[START OF EXCERPTED PASSAGE]

This seems like a highly fragile currency. If things continue to deteriorate a future administration may end up running its own reprisals trials against DOGE staff.

mdhb|10 months ago

I mean I think it would be a fair assumption that there’s a very very real chance that havinng worked at DOGE will come with credible threats to your safety in the future. This is a team that is currently in the process of killing peoples grandparents by cutting them off from social security, building databases of immigrants and people with autism among a million other fuckups.

People aren’t going to just let that slide. I really don’t think they should expect to live in comfort and anonymity for the rest of their days if you look at how these kinds of things have played out historically with only a few counterexamples (I.e the East German Stasi come to mind as one)

sanderjd|10 months ago

The prestige of being unable to include it on your resume if you ever want to be able to work again.

Smeevy|10 months ago

Maybe they list it as "Consulting" and list vague achievements in government cybersecurity auditing?

A bunch of them seem young enough to just leave it off and say they were in school. Maybe DOGE counts as a student cybersecurity project?

SketchySeaBeast|10 months ago

Oh, I'm sure some companies admire the "move fast, break things, don't care who you hurt, just follow orders" ethos.

roflyear|10 months ago

It's a great case study of someone having no knowledge of something coming in and saying "we can save half the budget" then, oops - saying maybe they can do 5% of the original promise, lol.

I wonder how much DOGE is going to cost at the end of the day? I hope not literally billions of dollars, so maybe the $100b-200b they save will be net positive after the lawsuits, etc..

insane_dreamer|10 months ago

Rebuilding something as critical as the nations’ aviation system using underpaid 1099s working nights/weekends is certainly not the way to build a robust and fault-tolerant system. Idiots!

dzhiurgis|10 months ago

Ah yes, we should drop $20 billion dollars to some consultant instead. Who will hire incompetent people who'll do 30 minutes of actual work per day.

dzhiurgis|10 months ago

Would doing same work being contracted via big four consultant for 1/10th of the cost with 3x more meetings while moving 5x slower be more prestigious?

[END OF EXCERPTED PASSAGE]

** WRITTEN REQUEST **
Copy out the DOGE comment thread in full, word for word. Rely on the DOGE comment thread alone.

[START OF INFORMATION SHOWN]

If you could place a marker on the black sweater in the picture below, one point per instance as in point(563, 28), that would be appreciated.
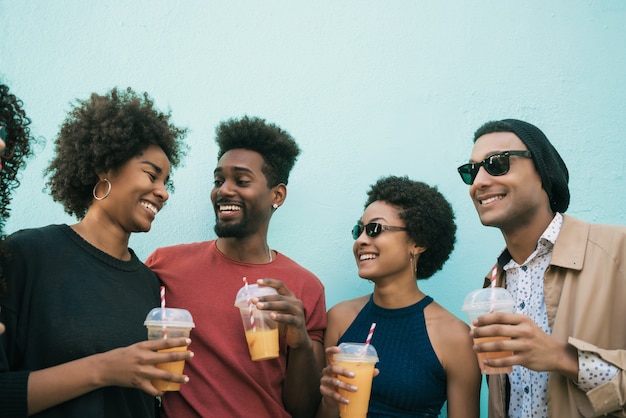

[END OF INFORMATION SHOWN]

** TASK OUTPUT **
This seems like a highly fragile currency. If things continue to deteriorate a future administration may end up running its own reprisals trials against DOGE staff.

mdhb|10 months ago

I mean I think it would be a fair assumption that there’s a very very real chance that havinng worked at DOGE will come with credible threats to your safety in the future. This is a team that is currently in the process of killing peoples grandparents by cutting them off from social security, building databases of immigrants and people with autism among a million other fuckups.

People aren’t going to just let that slide. I really don’t think they should expect to live in comfort and anonymity for the rest of their days if you look at how these kinds of things have played out historically with only a few counterexamples (I.e the East German Stasi come to mind as one)

sanderjd|10 months ago

The prestige of being unable to include it on your resume if you ever want to be able to work again.

Smeevy|10 months ago

Maybe they list it as "Consulting" and list vague achievements in government cybersecurity auditing?

A bunch of them seem young enough to just leave it off and say they were in school. Maybe DOGE counts as a student cybersecurity project?

SketchySeaBeast|10 months ago

Oh, I'm sure some companies admire the "move fast, break things, don't care who you hurt, just follow orders" ethos.

roflyear|10 months ago

It's a great case study of someone having no knowledge of something coming in and saying "we can save half the budget" then, oops - saying maybe they can do 5% of the original promise, lol.

I wonder how much DOGE is going to cost at the end of the day? I hope not literally billions of dollars, so maybe the $100b-200b they save will be net positive after the lawsuits, etc..

insane_dreamer|10 months ago

Rebuilding something as critical as the nations’ aviation system using underpaid 1099s working nights/weekends is certainly not the way to build a robust and fault-tolerant system. Idiots!

dzhiurgis|10 months ago

Ah yes, we should drop $20 billion dollars to some consultant instead. Who will hire incompetent people who'll do 30 minutes of actual work per day.

dzhiurgis|10 months ago

Would doing same work being contracted via big four consultant for 1/10th of the cost with 3x more meetings while moving 5x slower be more prestigious?